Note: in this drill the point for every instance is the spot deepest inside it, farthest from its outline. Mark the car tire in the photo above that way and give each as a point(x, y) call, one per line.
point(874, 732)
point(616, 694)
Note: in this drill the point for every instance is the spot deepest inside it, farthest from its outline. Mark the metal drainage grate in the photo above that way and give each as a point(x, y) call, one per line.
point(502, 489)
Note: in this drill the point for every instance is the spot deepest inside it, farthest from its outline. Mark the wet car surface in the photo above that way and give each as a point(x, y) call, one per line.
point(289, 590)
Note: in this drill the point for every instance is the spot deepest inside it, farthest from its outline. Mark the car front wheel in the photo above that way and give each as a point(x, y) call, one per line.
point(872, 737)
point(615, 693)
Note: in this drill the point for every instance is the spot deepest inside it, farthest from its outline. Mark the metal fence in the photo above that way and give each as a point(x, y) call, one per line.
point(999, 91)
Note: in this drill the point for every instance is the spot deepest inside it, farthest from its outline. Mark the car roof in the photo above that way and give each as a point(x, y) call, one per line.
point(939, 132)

○ ○ ○ ○ ○

◆ Problem details: Each record above is to be printed again exactly as written.

◆ Problem solution:
Note: in this drill the point for every instance is the spot deepest inside it, farthest from its outline. Mark the car tire in the photo above that way and give each as a point(x, y) call, one per line.
point(874, 732)
point(616, 694)
Note: in this drill the point for every instance is the spot deepest inside it, farthest from its outline. Mark the metal drainage grate in the photo above that way and give each as a point(x, y) call, one per line.
point(502, 489)
Note: in this drill the point for every instance is the spot deepest inside it, farthest from its outline. Mark the wet car surface in the photo above that way and give each as a point(x, y) call, one per line.
point(289, 590)
Note: in this drill the point for every instance is the spot deepest inside it, farthest from its outline. Mark the car front wheel in the photo above that way and give each as a point(x, y) call, one per line.
point(872, 737)
point(615, 693)
Note: in this drill the point for every instance is the spot deepest inside it, farthest from its outline. Mark the metal fence in the photo above that way and give each as a point(x, y) call, one per line.
point(999, 91)
Note: in this drill the point for every instance is the spot deepest inside it, farthest from its outline. Mark the car roof in the photo above that way and give each as a point(x, y) call, one per line.
point(939, 132)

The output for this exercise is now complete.